The exercise –
Retype the listing below line for line, keeping every character, space, and symbol unchanged.

>> Start Records shown

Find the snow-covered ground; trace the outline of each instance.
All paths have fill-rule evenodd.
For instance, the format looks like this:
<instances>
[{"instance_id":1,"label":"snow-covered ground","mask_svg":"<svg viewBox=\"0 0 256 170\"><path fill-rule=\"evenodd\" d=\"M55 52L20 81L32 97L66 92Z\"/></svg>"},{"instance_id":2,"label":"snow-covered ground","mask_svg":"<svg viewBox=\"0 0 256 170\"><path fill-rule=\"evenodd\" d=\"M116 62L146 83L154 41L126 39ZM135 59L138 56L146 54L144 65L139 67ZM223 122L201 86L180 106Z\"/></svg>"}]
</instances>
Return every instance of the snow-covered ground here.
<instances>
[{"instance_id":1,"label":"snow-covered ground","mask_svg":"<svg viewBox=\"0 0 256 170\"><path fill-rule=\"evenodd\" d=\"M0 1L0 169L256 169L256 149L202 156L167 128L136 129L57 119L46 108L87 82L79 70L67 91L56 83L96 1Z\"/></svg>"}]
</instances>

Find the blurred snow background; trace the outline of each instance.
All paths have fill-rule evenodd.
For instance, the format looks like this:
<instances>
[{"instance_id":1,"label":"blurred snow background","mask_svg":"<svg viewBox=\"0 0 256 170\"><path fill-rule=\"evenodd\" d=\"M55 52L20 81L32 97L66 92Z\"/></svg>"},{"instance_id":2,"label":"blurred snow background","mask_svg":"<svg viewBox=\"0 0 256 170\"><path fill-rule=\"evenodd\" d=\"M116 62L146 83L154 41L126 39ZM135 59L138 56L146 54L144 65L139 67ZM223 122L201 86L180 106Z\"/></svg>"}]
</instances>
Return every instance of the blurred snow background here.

>> End Records shown

Task answer –
Find the snow-covered ground; trace the outline of each instance.
All paths have fill-rule evenodd.
For instance, the format looks like this:
<instances>
[{"instance_id":1,"label":"snow-covered ground","mask_svg":"<svg viewBox=\"0 0 256 170\"><path fill-rule=\"evenodd\" d=\"M55 52L20 81L32 97L66 92Z\"/></svg>"},{"instance_id":2,"label":"snow-covered ground","mask_svg":"<svg viewBox=\"0 0 256 170\"><path fill-rule=\"evenodd\" d=\"M116 62L146 83L154 41L126 39ZM135 59L138 56L146 54L144 65L139 67ZM223 122L201 86L180 106Z\"/></svg>"}]
</instances>
Return every instance of the snow-covered ground here.
<instances>
[{"instance_id":1,"label":"snow-covered ground","mask_svg":"<svg viewBox=\"0 0 256 170\"><path fill-rule=\"evenodd\" d=\"M0 1L0 169L256 169L256 149L202 156L167 128L136 129L57 119L46 108L87 82L79 70L67 91L56 83L96 1Z\"/></svg>"}]
</instances>

Find the blurred snow background; trace the outline of each instance.
All paths have fill-rule evenodd.
For instance, the format looks like this:
<instances>
[{"instance_id":1,"label":"blurred snow background","mask_svg":"<svg viewBox=\"0 0 256 170\"><path fill-rule=\"evenodd\" d=\"M55 52L20 81L32 97L66 92Z\"/></svg>"},{"instance_id":2,"label":"blurred snow background","mask_svg":"<svg viewBox=\"0 0 256 170\"><path fill-rule=\"evenodd\" d=\"M116 62L146 83L154 41L126 39ZM135 59L138 56L146 54L144 65L139 67ZM223 122L201 86L180 106Z\"/></svg>"}]
</instances>
Return every instance of the blurred snow background here.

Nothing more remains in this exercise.